Page:
◇ ◇ ◇ ◇

Today, the nicely restored train station serves as restaurant and hotel (you can sleep in vintage train carriages)

A masterpiece of an espresse machine that perfectly matched the ambience

Marcinek is a gift of the gods send to this planet in the form of a creamy, but subtle cake traditionally baked in the area

Historically, eastern Poland was mostly Orthodox, but many churches have been destroyed or converted in the 1920’s and 30’s after Poland re-gained independence in 1918. Erected in the center of a small village, the deep blue church with its shiny golden onion domes could not be overlooked.

Crosses on the holy hill of Grabarka

In the middle of nowhere I spotted this old house that is slowly but surely being conquered by nature

Yet another claim to fame of Poland lies in Bialowieza, which houses a tiny part of a primeval forest that used to cover a large part of the European Plain. The forest is a national park and an UNESCO world heritage site shared by Poland and Belarus (so if you are dying to have a Belarusian stamp in your passport, this is the place where you can get it quite easily). The most famous inhabitant of the forest is the żubr (English: bison). The żubr is known by many from the picture on a popular Polish export vodka called in its honour Żubrówka. Legend has it that the grass blade in the bottle stems from the forest and that the yellowish colour of the vodka is attributed to the pee of the żubr. Enjoy! 😉 Żubr, wiped out by soldiers and hungry locals during the second world war, was re-introduced to the park in the 1950s. As of 2018, around 650 animals live in the Polish part of Bialowieza. The forest hosts a plethora of birds and plants. If you want to stir some trouble in a Polish bar, do ask about managing the forest (the views vary greatly between conservationists, foresters and politicians), especially regarding spruce bark beetle. This little guy had the whole European Union scream and shout in shock when park authorities decided to encroach into the realm of protected forest. I bet that the Poles will give you juicy details about the story, and those will change seriously depending on your interlocutor. Good luck!

◇ ◇ ◇ ◇

Supplied entries:
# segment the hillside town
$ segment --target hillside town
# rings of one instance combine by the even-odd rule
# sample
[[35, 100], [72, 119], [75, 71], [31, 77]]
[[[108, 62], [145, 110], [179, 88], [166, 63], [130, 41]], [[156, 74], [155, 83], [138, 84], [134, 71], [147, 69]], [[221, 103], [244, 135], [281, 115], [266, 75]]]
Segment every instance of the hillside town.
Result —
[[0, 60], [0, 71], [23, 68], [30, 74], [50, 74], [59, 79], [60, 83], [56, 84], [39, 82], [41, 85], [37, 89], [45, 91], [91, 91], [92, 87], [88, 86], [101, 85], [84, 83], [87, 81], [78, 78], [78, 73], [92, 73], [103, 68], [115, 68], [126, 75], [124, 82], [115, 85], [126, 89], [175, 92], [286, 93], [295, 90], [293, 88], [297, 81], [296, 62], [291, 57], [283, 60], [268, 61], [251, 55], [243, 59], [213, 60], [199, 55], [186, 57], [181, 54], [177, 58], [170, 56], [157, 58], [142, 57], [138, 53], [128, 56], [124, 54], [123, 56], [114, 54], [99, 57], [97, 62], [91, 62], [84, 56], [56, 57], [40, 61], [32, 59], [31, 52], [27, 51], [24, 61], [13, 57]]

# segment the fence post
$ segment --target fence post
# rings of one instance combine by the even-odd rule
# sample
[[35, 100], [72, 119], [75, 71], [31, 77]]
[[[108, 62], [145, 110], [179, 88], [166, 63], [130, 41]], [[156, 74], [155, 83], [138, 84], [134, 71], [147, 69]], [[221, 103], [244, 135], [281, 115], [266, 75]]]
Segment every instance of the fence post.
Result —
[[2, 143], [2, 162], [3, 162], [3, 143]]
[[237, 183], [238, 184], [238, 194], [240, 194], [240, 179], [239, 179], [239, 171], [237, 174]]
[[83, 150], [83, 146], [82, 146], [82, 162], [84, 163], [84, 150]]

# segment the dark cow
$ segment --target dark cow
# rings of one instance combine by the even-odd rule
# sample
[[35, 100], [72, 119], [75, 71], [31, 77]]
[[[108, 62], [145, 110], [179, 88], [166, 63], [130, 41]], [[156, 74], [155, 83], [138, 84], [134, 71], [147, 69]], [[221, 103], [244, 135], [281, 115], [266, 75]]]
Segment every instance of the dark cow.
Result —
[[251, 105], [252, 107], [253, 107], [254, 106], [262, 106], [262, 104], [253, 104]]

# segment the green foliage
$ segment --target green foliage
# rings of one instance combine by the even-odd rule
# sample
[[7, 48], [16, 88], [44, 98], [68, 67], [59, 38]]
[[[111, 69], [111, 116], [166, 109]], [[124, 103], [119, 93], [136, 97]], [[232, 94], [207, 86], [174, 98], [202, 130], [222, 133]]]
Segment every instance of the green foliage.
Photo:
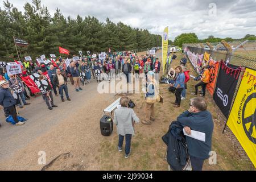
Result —
[[174, 40], [174, 44], [182, 47], [185, 43], [198, 43], [199, 40], [195, 33], [182, 34], [177, 36]]
[[59, 46], [71, 51], [85, 53], [112, 51], [128, 51], [161, 46], [160, 35], [150, 34], [147, 30], [133, 28], [119, 22], [100, 22], [88, 16], [76, 19], [65, 18], [57, 8], [51, 17], [47, 7], [40, 0], [27, 2], [24, 14], [8, 0], [0, 9], [0, 59], [8, 61], [18, 59], [13, 36], [27, 41], [27, 47], [18, 47], [19, 54], [32, 59], [45, 54], [58, 55]]

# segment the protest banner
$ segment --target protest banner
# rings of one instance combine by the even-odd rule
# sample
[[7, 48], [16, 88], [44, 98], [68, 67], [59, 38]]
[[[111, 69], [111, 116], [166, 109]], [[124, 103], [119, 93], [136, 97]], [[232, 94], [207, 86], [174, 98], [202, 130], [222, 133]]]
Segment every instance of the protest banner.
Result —
[[41, 56], [40, 56], [40, 57], [41, 57], [41, 59], [46, 59], [46, 55], [42, 55]]
[[44, 63], [43, 59], [40, 58], [36, 59], [36, 61], [38, 61], [38, 63]]
[[246, 68], [227, 125], [256, 167], [256, 71]]
[[25, 56], [24, 57], [25, 58], [25, 60], [27, 61], [32, 61], [31, 57], [30, 56]]
[[65, 60], [65, 63], [66, 63], [67, 67], [68, 67], [68, 66], [69, 66], [70, 64], [70, 60], [68, 59], [66, 59]]
[[150, 50], [150, 55], [155, 55], [155, 50]]
[[22, 73], [21, 65], [18, 64], [7, 65], [6, 66], [6, 71], [8, 75], [20, 74]]

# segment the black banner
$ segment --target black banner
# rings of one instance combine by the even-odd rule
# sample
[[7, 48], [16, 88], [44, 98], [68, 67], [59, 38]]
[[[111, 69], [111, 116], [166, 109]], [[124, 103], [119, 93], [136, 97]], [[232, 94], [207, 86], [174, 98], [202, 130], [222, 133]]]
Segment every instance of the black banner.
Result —
[[213, 100], [228, 118], [242, 69], [230, 64], [227, 66], [223, 61], [221, 63], [220, 67]]
[[28, 46], [28, 43], [27, 42], [19, 38], [14, 38], [14, 41], [15, 42], [16, 45], [19, 46]]

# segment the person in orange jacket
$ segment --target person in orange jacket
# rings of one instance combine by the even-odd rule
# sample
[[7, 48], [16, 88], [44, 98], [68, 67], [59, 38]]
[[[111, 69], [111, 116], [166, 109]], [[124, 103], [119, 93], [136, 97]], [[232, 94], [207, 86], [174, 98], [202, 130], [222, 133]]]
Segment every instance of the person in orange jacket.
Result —
[[203, 73], [202, 78], [201, 78], [201, 81], [199, 84], [196, 84], [195, 86], [196, 92], [192, 92], [191, 94], [194, 96], [196, 96], [197, 94], [197, 88], [200, 86], [202, 87], [203, 94], [200, 94], [201, 97], [204, 97], [205, 96], [205, 89], [207, 85], [209, 84], [210, 81], [210, 67], [207, 66], [204, 69], [204, 73]]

◇ ◇ ◇ ◇

Given exercise A: Reproduce the passage from the travel text on eastern Poland word for word, starting at "Historically, eastern Poland" and ending at "not be overlooked.".
Given exercise B: Carry on the travel text on eastern Poland, writing what comes after its last sentence.
The items come from a separate source.

Exercise output A:
Historically, eastern Poland was mostly Orthodox, but many churches have been destroyed or converted in the 1920’s and 30’s after Poland re-gained independence in 1918. Erected in the center of a small village, the deep blue church with its shiny golden onion domes could not be overlooked.

Exercise output B:
If you want to get into orthodox heaven, you should find some time to pray in Grabarka and take a sip of its holy water straight from the spring. This has saved the inhabitants of the nearby town from cholera, or at least this is what people want you to believe. A local monastery on a top of the hill is surrounded by crosses placed there by pilgrims visiting the sanctuary during the celebrations of Transfiguration of Jesus. I have no idea as to how many crosses there are, but some have been seriously withered by the elements and are slowly disintegrating, making space for the new ones. You can find crosses of all sizes, shapes and colours and the place has a strong spiritual vibe.